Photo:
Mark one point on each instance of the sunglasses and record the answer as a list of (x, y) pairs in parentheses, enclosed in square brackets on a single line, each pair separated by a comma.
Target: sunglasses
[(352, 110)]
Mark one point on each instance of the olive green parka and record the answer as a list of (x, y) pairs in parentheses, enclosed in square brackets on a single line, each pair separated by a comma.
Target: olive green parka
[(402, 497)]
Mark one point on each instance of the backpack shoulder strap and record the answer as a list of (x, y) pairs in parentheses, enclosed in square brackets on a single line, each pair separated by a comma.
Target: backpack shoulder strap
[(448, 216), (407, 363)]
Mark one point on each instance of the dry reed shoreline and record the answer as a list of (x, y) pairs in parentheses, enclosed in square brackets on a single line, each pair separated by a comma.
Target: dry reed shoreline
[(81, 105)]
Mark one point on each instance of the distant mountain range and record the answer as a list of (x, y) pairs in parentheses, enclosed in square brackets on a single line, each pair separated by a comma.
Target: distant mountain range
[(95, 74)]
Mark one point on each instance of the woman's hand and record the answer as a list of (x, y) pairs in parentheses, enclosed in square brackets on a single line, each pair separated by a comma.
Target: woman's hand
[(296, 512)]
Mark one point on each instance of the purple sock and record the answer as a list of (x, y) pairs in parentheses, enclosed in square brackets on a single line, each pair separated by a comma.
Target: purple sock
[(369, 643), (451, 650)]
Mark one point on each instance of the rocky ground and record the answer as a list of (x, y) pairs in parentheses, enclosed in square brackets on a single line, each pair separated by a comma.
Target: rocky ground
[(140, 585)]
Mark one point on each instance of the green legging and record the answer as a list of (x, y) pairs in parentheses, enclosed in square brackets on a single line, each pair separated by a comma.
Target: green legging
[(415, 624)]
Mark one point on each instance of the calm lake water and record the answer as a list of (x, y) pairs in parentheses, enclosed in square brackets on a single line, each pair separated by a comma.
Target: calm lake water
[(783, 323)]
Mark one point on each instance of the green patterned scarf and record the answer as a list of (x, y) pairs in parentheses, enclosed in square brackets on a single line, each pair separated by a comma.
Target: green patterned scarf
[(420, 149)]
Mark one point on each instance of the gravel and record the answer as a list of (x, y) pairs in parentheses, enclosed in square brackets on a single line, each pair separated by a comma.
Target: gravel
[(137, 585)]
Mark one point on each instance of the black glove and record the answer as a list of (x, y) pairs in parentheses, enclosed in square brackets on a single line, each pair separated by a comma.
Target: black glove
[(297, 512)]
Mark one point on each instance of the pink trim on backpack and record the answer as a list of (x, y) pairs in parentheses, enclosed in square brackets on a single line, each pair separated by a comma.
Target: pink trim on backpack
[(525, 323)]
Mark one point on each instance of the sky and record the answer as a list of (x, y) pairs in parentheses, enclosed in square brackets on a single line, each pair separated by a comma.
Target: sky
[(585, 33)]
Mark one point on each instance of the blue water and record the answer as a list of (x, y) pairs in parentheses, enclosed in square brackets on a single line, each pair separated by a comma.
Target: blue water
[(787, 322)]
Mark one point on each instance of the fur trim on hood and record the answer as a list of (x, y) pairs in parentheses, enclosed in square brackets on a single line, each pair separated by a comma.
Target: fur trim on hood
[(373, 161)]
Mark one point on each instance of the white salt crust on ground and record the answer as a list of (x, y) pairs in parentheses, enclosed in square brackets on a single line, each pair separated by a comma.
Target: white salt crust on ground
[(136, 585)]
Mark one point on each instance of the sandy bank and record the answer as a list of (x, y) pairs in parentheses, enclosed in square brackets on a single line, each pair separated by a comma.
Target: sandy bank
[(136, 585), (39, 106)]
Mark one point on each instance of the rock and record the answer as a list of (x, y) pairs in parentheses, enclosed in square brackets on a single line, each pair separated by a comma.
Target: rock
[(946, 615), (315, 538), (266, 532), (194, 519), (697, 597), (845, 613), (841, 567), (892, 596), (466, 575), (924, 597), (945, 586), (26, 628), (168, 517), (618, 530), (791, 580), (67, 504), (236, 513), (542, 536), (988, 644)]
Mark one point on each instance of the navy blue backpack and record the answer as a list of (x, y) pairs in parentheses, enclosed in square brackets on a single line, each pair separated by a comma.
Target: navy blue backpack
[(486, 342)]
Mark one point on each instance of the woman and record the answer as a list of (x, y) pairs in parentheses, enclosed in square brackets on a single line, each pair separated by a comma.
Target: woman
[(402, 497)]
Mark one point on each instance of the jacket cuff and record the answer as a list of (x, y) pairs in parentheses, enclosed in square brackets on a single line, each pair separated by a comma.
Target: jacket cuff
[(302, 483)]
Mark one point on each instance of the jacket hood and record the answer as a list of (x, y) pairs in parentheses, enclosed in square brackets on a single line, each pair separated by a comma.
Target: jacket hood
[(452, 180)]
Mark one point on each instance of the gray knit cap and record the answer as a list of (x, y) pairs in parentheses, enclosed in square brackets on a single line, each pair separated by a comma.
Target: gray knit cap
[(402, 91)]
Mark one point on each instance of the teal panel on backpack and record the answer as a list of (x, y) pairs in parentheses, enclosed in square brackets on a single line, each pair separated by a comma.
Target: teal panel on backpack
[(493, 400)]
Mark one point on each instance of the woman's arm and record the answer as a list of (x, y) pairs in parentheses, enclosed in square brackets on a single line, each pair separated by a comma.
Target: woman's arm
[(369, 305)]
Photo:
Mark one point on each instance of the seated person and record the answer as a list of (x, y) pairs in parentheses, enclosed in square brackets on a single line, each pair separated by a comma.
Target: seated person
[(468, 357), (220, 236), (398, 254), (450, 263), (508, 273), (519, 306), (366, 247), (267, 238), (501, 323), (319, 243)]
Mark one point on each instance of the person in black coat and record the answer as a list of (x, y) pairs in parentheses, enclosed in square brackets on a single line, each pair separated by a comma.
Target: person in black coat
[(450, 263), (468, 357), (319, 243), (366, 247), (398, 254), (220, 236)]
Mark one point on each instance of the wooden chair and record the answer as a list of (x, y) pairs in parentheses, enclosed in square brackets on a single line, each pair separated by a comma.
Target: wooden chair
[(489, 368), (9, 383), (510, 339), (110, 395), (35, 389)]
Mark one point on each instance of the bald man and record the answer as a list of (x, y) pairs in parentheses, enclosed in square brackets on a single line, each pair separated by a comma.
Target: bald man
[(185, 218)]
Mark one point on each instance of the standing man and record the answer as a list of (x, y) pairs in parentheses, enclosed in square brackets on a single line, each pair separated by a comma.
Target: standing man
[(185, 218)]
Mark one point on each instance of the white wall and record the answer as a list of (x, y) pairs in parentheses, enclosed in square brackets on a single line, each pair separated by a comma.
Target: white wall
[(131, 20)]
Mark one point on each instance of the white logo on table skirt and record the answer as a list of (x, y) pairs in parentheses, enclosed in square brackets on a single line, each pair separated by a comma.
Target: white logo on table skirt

> [Work order]: Each entry above needs to be retyped exactly as it appears.

> [Exercise output]:
Photo:
Mark one point on each instance of the sunglasses and record the answer as a list of (x, y) pairs in parentheses, enclosed in square brackets on a single line, each pair separated by a comma.
Target: sunglasses
[(352, 110)]
Mark one point on each instance of the olive green parka and record the answer as a list of (x, y) pairs in parentheses, enclosed in square brackets on a single line, each pair separated by a comma.
Target: olive green parka
[(402, 497)]
Mark one point on each instance of the backpack shoulder strap and record the answer as a list of (x, y) pairs in parentheses, enclosed in square brackets on a single line, each pair separated by a comma.
Target: backpack shoulder strap
[(448, 216), (407, 363)]
Mark one point on each instance of the dry reed shoreline and record the answer as a list of (x, y) pairs in parentheses, enclosed in square brackets on a single line, each pair separated by a comma.
Target: dry reed shoreline
[(81, 105)]
Mark one point on each instance of the distant mountain range and record the answer as a list of (x, y) pairs in parentheses, enclosed in square brackets on a single line, each pair separated by a comma.
Target: distant mountain range
[(95, 74)]
Mark one point on each instance of the woman's hand and record the answer as a list of (x, y) pairs in parentheses, enclosed in square brackets on a single line, each pair separated by a comma.
Target: woman's hand
[(296, 512)]
Mark one point on each instance of the purple sock and record the answer as a list of (x, y) pairs in parentheses, enclosed in square brackets on a single line, each pair separated by a comma.
Target: purple sock
[(369, 643), (451, 650)]
Mark one point on each instance of the rocky ground and record the answer as a list of (x, y) pairs in parentheses, enclosed in square brackets on a single line, each pair separated by a comma.
Target: rocky ground
[(140, 585)]
Mark one point on each instance of the green legging and record the answer as a list of (x, y) pairs in parentheses, enclosed in square brackets on a single line, each pair separated by a comma.
Target: green legging
[(415, 624)]
Mark one point on each instance of the calm lake water and record the answer as a list of (x, y) pairs in parentheses, enclosed in square brackets on a single line, each pair separated by a comma.
Target: calm lake water
[(783, 323)]
Mark one point on each instance of the green patterned scarf and record the answer as a list of (x, y) pairs in parentheses, enclosed in square brackets on a single line, each pair separated by a comma.
Target: green patterned scarf
[(420, 149)]
Mark one point on each instance of the gravel and record the answer as a list of (x, y) pairs in parentheses, enclosed in square brackets on a single line, each pair separated by a comma.
Target: gravel
[(137, 585)]
Mark one point on each instance of the black glove and record the answer as a list of (x, y) pairs in parentheses, enclosed in square brackets on a single line, each pair separated by a comma.
Target: black glove
[(297, 512)]
Mark one point on each instance of the pink trim on backpack and record the answer as a list of (x, y) pairs in parentheses, enclosed in square brackets on a single line, each pair separated by a comma.
Target: pink trim on backpack
[(525, 323)]
Mark one point on each instance of the sky and record the answer as a list of (x, y) pairs in parentheses, enclosed in square brackets on a single line, each pair separated by a comma.
Target: sky
[(585, 33)]
Mark one point on each instance of the blue water and record the answer as a list of (x, y) pairs in parentheses, enclosed in square brackets on a single line, each pair separated by a comma.
Target: blue water
[(787, 322)]
Mark one point on each instance of the fur trim on hood and record the answer as a list of (x, y) pairs in parentheses, enclosed in square brackets on a single line, each pair separated by a comma.
Target: fur trim on hood
[(373, 161)]
Mark one point on each instance of the white salt crust on ground and record the answer as a list of (x, y) pairs in parentheses, enclosed in square brackets on a single line, each pair separated by a comma.
Target: white salt crust on ground
[(136, 585)]
Mark one point on each instance of the sandy bank and record the answer as a list of (x, y) pairs in parentheses, enclosed in square brackets on a single line, each pair separated by a comma.
Target: sandy bank
[(136, 585), (39, 106)]
Mark one point on each instance of the rock and record the answer as a list of (x, y) pairs in parentheses, enclosed in square brackets on a single line, each pair separated by a comma.
Target: rock
[(946, 615), (315, 538), (266, 532), (194, 519), (697, 597), (845, 613), (841, 567), (892, 596), (466, 575), (924, 597), (945, 586), (26, 628), (168, 517), (618, 530), (791, 580), (67, 504), (236, 513), (542, 536), (988, 644)]
Mark one point on each instance of the navy blue backpack and record the answer as a list of (x, y) pairs in parentheses, enclosed in square brackets on a single line, each pair separated by a comma.
Target: navy blue backpack
[(486, 342)]
Mark one point on each instance of the woman and record the answer as a list of (x, y) pairs in parentheses, enclosed in square brackets on a single line, each pair separated by a comma.
Target: woman
[(402, 497)]
Mark one point on each instance of the jacket cuff and record the answer as a list of (x, y) pairs in parentheses, enclosed in square brackets on a single line, each pair separated by a comma.
Target: jacket cuff
[(302, 483)]
Mark one point on each instance of the jacket hood and record the answer as a list of (x, y) pairs in parentheses, enclosed in square brackets on a single line, each pair separated by a comma.
Target: jacket hood
[(452, 180)]
Mark one point on each instance of the gray knit cap and record the answer as a list of (x, y) pairs in parentheses, enclosed in square brackets on a single line, each pair separated by a comma.
Target: gray knit cap
[(402, 91)]
Mark one point on each instance of the teal panel on backpack and record the answer as a list of (x, y) pairs in parentheses, enclosed in square brackets on a single line, each pair separated by a comma.
Target: teal panel on backpack
[(493, 400)]
Mark one point on each instance of the woman's arm and record the answer as a list of (x, y) pairs in parentheses, enclosed in square brackets on a single line, each pair separated by a comma.
Target: woman's arm
[(369, 305)]
Photo:
Mark one point on each instance of the seated person and record the answer as a list of (x, y) pairs in parentheses, enclosed in square brackets on a single line, each pair separated by a comma.
Target: seated person
[(468, 357), (220, 236), (398, 254), (450, 263), (508, 273), (519, 306), (366, 247), (267, 238), (501, 323), (319, 243)]
Mark one point on each instance of the person in black coat and record the answer as a list of (x, y) pairs in parentheses, enclosed in square brackets on a single line, each pair separated by a comma.
Target: person in black coat
[(450, 263), (468, 357), (319, 243), (366, 247), (398, 254), (220, 236)]
Mark one point on each instance of the wooden chair and record the answer as a list of (x, y) pairs in parentheses, enclosed in square brackets on a single line, each pair separated by a comma.
Target: wooden chair
[(489, 368), (9, 383), (510, 339), (110, 395), (35, 389)]
Mark one point on each instance of the bald man and record the answer as a list of (x, y) pairs in parentheses, enclosed in square brackets on a single line, each pair separated by a comma.
Target: bald man
[(185, 218)]
Mark one point on each instance of the standing man and record the answer as a list of (x, y) pairs in parentheses, enclosed in square brackets on a single line, each pair separated by a comma.
Target: standing man
[(185, 218)]
Mark one point on each instance of the white wall and record the answer as a list of (x, y) pairs in parentheses, enclosed in square brackets on a single line, each pair separated by a comma.
Target: white wall
[(131, 20)]
Mark one point on each instance of the white logo on table skirt and record the answer as a list of (x, y) pairs in parentheses, enclosed in square brackets on a single line, each pair separated by a comma.
Target: white logo on table skirt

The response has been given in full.